_TASK TO CARRY OUT_.
Copy out exactly the stretch of the listing below that begins at the line containing "Query: green grass" and ends at the line containing "Query: front grille", and copy nothing outside it.

_THE INPUT_.
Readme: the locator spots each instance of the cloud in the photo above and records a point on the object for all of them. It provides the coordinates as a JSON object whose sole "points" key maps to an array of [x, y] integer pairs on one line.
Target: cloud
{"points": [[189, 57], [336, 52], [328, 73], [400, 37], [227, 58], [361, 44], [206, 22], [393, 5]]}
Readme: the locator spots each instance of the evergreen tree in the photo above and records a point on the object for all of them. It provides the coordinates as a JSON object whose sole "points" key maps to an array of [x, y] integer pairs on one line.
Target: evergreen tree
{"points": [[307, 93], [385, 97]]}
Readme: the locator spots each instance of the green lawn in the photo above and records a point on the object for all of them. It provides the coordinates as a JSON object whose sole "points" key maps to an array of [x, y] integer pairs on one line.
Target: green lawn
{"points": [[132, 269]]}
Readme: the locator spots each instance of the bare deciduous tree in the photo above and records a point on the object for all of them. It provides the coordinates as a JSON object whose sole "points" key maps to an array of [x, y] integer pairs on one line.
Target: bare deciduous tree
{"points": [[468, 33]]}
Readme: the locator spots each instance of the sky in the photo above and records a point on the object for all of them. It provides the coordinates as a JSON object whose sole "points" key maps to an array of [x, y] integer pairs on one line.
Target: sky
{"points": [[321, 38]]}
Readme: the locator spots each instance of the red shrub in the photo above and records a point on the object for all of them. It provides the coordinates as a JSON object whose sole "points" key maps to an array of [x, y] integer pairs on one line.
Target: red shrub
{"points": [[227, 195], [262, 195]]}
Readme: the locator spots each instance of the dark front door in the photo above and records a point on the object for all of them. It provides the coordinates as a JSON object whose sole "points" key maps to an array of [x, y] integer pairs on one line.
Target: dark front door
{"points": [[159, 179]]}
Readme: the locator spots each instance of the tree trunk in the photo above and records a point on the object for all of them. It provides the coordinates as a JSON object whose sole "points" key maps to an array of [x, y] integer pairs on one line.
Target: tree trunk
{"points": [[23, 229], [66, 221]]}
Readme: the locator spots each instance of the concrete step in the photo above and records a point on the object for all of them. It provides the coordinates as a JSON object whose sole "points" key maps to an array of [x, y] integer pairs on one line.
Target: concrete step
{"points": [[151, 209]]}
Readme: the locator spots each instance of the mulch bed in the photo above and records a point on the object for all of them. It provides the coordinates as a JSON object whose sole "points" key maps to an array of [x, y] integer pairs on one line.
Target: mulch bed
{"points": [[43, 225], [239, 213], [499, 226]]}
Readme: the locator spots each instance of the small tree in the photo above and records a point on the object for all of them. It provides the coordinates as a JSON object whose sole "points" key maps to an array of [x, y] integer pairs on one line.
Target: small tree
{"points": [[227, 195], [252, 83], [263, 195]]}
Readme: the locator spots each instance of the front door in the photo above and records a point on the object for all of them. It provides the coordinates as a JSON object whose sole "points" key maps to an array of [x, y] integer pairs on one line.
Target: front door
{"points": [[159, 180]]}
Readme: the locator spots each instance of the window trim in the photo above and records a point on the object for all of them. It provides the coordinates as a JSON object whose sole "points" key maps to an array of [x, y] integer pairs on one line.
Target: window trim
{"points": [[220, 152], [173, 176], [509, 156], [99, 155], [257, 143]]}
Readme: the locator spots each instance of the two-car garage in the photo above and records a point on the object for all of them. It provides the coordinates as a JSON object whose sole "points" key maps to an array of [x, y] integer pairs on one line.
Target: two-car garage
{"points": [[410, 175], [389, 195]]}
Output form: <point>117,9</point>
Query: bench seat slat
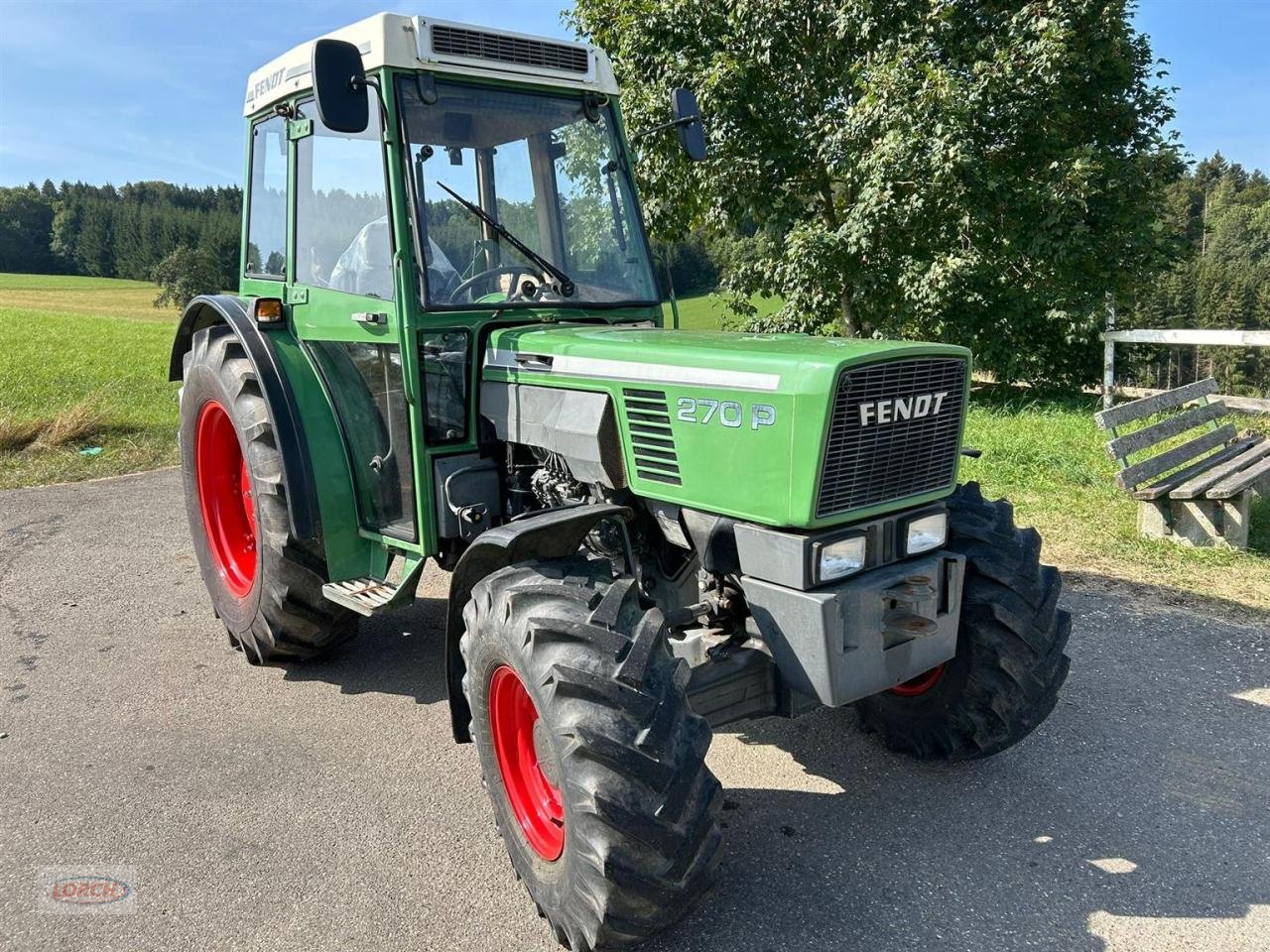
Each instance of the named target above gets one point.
<point>1148,407</point>
<point>1130,476</point>
<point>1159,431</point>
<point>1159,490</point>
<point>1215,474</point>
<point>1237,483</point>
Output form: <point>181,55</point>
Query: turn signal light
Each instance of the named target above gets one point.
<point>268,309</point>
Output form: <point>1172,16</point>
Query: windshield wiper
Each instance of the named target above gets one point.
<point>567,286</point>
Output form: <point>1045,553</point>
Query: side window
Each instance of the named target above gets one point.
<point>343,238</point>
<point>365,384</point>
<point>444,386</point>
<point>267,218</point>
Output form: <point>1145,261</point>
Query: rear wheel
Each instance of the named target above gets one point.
<point>1010,662</point>
<point>589,752</point>
<point>264,584</point>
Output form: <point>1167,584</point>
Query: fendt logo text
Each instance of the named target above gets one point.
<point>901,409</point>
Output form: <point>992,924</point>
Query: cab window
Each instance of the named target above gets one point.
<point>267,216</point>
<point>343,232</point>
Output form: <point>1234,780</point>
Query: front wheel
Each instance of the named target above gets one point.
<point>589,752</point>
<point>1008,665</point>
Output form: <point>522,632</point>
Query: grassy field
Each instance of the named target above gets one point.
<point>82,367</point>
<point>710,311</point>
<point>82,363</point>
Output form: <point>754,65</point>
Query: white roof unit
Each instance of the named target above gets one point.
<point>441,46</point>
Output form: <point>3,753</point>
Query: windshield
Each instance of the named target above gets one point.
<point>522,199</point>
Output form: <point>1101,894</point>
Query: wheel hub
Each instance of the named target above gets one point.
<point>921,683</point>
<point>517,735</point>
<point>225,498</point>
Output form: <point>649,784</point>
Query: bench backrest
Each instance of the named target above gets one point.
<point>1119,448</point>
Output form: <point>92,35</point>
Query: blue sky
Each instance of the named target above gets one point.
<point>125,90</point>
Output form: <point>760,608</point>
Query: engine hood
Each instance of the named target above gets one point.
<point>743,424</point>
<point>788,363</point>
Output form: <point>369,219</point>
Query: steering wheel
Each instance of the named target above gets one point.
<point>513,270</point>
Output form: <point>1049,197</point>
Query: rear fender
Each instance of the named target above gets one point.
<point>556,534</point>
<point>280,400</point>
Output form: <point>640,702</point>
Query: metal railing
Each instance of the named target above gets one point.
<point>1182,336</point>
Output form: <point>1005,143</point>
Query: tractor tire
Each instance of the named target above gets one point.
<point>264,584</point>
<point>589,752</point>
<point>1008,665</point>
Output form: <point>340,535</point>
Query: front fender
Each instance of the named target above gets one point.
<point>280,400</point>
<point>556,534</point>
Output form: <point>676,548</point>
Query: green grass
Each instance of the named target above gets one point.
<point>711,312</point>
<point>82,365</point>
<point>1048,458</point>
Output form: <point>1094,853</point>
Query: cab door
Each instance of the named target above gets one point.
<point>343,296</point>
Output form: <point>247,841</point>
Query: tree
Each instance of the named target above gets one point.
<point>185,275</point>
<point>975,172</point>
<point>26,222</point>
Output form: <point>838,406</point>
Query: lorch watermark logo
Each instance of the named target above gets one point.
<point>86,889</point>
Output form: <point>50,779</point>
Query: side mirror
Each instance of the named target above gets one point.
<point>688,122</point>
<point>339,86</point>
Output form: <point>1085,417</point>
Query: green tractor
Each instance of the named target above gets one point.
<point>448,344</point>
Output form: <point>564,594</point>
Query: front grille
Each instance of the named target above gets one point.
<point>479,45</point>
<point>880,447</point>
<point>652,440</point>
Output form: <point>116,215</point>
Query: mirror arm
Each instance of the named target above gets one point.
<point>356,85</point>
<point>674,123</point>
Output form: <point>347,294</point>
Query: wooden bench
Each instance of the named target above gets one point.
<point>1199,492</point>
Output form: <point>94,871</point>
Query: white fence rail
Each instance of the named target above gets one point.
<point>1188,336</point>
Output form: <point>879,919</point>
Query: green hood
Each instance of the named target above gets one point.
<point>728,422</point>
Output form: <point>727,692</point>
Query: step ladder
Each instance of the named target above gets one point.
<point>363,595</point>
<point>370,595</point>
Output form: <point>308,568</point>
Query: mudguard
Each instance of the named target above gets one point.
<point>280,402</point>
<point>552,535</point>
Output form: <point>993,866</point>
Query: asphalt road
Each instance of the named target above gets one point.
<point>324,806</point>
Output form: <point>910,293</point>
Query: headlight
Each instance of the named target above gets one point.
<point>841,557</point>
<point>926,534</point>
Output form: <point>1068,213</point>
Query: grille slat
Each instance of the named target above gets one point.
<point>648,420</point>
<point>479,45</point>
<point>879,462</point>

_ANSWER TO THIS EXERCISE_.
Query: green grass
Each instance of the named target above gets one point.
<point>711,312</point>
<point>82,365</point>
<point>1048,458</point>
Output form: <point>1094,853</point>
Query: cab door
Each instance of the named target above gets one point.
<point>343,296</point>
Output form: <point>247,841</point>
Query: tree
Each instance of the named target above gets one point.
<point>185,275</point>
<point>975,172</point>
<point>26,222</point>
Output form: <point>838,406</point>
Query: lorch watermark logo
Each instance of the named target above gets one point.
<point>86,889</point>
Output form: <point>50,779</point>
Query: side mirror
Each instance of the named target above gets one point.
<point>688,122</point>
<point>339,86</point>
Output form: <point>1085,417</point>
Query: green tractor
Each instance of the named target above gets one point.
<point>448,344</point>
Output form: <point>564,594</point>
Query: front grille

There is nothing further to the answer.